SUMBER:
============================================================
RESUME
MATA KULIAH
HUKUM
DAN PERATURAN KELAUTAN PERIKANAN
Tentang
Laut Teritorial, Zona Tambahan, Zona Ekonomi Eksklusif,
Landas
Kontinen, dan Laut Bebas
Disusun Oleh :
Dwi
Sulistiyoningsih 115080601111040
Arianto Choiron 115080601111066
Ervi Aisyi Mundiri 115080601111078
Rahman Arif Murtadho 115080601111080
M. Alwi Zakaria 115080613111003
Kelas
: I01
FAKULTAS
PERIKANAN DAN ILMU KELAUTAN
UNIVERSITAS
BRAWIJAYA
MALANG
2013
1. LAUT
TERITORIAL
Konperensi Perserikatan Bangsa-Bangsa
tentang Hukum Laut Ketiga pada akhirnya berhasil menentukan lebar Laut
Teritorial maksimal 12 mil laut sebagai bagian dari keseluruhan paket
rejim-rejim hukum laut, khususnya :
1).
zona
Ekonomi Eksklusif yang lebarnya tidak melebihi 200 mil laut dihitung dari garis
dasar/pangkal darimana lebar Laut Teritorial diukur dimana berlaku kebebasan
pelayaran;
2).
============================================================
SOAL:
Jawablah tiga pertanyaan berikut berdasarkan resume:
1. Di universitas mana resume ini disusun?
2. Berapa lebar maksimal Laut Teritorial?
3. Berapa lebar paling jauh Zona Ekonomi Eksklusif jika dihitung dari garis dasar/pangkal?
Data berikut tidak berhubungan dengan resume di atas.

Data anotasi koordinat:
============================================================
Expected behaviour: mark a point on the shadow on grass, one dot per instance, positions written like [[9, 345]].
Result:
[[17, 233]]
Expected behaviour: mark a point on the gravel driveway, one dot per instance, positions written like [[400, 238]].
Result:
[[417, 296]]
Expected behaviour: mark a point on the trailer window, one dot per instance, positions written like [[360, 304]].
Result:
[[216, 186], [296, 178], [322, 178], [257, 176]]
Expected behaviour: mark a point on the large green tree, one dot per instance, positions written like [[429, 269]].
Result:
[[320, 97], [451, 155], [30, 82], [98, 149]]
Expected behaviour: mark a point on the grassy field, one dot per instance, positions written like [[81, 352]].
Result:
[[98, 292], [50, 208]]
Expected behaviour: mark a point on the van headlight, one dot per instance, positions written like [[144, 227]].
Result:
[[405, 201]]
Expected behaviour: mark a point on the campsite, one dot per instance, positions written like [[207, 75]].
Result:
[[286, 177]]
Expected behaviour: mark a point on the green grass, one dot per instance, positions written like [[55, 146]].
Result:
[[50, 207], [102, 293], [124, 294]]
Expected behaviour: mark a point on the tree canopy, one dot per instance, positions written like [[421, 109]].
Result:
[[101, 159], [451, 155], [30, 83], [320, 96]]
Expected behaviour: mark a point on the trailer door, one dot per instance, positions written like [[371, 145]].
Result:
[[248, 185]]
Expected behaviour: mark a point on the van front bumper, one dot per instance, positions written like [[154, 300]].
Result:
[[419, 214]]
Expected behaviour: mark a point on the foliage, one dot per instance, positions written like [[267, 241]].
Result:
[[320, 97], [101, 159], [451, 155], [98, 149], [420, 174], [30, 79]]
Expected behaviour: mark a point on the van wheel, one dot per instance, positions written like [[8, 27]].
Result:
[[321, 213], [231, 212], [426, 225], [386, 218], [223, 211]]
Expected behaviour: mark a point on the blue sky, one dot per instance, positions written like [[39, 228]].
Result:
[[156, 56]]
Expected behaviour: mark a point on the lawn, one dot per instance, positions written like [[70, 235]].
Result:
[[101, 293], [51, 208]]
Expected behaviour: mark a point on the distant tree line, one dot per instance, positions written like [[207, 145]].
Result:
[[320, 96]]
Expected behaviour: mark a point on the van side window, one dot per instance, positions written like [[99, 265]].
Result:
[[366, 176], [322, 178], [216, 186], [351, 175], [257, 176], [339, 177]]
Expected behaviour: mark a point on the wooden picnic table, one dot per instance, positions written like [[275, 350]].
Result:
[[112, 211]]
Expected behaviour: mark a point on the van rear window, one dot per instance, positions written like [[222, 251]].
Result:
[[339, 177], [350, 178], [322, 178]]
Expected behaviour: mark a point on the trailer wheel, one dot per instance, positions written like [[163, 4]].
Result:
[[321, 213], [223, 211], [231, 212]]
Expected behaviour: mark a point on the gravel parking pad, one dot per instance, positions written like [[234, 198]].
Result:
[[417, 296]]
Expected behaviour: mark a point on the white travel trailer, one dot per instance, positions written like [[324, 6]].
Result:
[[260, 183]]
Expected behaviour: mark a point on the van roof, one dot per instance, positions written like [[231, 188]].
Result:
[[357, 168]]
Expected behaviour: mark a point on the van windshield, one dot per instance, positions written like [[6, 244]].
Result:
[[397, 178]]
============================================================
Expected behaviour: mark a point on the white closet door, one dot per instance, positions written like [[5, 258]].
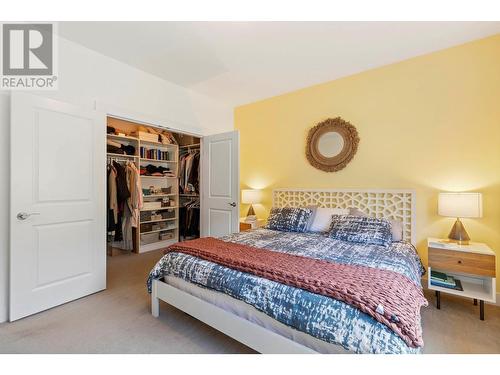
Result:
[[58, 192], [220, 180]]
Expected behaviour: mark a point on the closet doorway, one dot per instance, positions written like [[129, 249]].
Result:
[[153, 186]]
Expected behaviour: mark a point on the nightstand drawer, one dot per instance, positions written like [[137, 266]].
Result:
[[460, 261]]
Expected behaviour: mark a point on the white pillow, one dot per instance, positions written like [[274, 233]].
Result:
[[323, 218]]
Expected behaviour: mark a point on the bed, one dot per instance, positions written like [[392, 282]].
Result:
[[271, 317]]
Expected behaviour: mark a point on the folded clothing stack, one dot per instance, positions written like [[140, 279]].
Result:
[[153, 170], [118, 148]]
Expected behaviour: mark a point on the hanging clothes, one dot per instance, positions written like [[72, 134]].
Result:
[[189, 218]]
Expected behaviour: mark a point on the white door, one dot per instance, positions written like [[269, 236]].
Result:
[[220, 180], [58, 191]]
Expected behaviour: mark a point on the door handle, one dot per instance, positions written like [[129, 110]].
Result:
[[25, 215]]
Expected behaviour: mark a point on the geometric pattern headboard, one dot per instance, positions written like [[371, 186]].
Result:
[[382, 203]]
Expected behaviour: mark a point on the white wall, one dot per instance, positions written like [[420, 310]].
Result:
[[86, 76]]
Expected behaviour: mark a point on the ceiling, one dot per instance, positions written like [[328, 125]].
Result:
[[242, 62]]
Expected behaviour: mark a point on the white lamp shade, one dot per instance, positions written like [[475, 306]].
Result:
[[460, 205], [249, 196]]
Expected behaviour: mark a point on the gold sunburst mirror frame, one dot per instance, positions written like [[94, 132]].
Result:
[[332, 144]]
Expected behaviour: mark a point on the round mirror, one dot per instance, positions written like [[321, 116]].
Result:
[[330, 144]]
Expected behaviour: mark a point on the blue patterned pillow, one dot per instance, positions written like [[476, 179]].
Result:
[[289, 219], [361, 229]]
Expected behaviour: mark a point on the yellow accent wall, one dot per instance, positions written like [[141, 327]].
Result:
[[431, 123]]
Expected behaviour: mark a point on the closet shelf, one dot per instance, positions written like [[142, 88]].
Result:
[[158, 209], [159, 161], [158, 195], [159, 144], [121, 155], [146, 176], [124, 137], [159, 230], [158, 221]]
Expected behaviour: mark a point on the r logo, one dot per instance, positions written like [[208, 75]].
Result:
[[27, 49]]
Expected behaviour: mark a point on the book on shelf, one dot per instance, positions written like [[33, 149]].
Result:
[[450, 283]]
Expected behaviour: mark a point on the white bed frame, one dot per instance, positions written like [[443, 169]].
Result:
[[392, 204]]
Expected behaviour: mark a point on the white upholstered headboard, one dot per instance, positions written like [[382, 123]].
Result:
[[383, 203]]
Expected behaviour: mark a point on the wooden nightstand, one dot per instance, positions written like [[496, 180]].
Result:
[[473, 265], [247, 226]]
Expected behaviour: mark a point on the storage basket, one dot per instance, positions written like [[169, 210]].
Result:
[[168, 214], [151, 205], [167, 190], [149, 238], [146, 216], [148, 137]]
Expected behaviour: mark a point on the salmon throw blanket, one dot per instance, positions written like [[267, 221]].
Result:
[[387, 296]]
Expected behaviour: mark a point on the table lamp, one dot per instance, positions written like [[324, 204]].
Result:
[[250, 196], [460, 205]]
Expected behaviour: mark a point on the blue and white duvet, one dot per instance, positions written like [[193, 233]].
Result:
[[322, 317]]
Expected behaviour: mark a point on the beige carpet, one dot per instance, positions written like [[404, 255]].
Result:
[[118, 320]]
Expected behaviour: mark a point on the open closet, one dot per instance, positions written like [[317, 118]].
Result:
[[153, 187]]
============================================================
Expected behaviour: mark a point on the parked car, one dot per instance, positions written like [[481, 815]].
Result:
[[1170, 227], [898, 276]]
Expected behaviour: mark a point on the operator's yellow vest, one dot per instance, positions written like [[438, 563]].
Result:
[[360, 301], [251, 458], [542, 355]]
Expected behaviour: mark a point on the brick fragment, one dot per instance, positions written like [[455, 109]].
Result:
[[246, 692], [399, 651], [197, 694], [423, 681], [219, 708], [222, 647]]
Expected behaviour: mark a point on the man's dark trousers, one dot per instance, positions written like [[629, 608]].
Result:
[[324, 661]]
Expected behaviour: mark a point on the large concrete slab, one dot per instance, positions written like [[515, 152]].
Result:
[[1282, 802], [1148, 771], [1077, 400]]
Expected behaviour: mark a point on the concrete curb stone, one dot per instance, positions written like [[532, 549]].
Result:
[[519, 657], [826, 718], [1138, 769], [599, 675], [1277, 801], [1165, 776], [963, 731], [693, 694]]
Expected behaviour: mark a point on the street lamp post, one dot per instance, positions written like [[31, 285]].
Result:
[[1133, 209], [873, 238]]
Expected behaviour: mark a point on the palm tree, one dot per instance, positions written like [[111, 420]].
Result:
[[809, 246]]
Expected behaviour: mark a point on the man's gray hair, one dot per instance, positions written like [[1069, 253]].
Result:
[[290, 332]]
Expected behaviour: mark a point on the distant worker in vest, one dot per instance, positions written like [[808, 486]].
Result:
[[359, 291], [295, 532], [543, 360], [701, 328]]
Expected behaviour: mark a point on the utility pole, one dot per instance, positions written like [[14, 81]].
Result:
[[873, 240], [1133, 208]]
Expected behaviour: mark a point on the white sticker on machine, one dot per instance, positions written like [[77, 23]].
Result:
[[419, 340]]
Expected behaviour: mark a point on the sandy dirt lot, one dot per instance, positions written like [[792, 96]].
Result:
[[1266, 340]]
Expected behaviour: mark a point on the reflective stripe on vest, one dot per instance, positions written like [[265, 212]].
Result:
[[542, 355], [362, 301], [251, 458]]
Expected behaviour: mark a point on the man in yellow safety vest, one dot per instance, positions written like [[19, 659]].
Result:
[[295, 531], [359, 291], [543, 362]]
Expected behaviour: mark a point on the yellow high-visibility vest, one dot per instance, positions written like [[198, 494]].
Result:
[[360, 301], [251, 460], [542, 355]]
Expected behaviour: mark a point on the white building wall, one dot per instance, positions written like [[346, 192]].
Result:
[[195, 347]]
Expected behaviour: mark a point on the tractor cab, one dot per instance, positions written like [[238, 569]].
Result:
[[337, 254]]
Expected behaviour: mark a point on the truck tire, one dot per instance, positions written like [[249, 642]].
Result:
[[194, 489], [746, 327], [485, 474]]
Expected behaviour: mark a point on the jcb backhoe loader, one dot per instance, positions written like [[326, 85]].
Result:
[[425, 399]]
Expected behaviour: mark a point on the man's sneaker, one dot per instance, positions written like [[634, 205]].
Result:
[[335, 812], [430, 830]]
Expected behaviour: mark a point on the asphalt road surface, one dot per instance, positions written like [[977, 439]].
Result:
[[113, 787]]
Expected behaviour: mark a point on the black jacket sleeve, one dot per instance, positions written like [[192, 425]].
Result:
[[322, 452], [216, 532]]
============================================================
JAWABAN:
1. Universitas Brawijaya, Malang.
2. 12 mil laut.
3. Tidak melebihi 200 mil laut.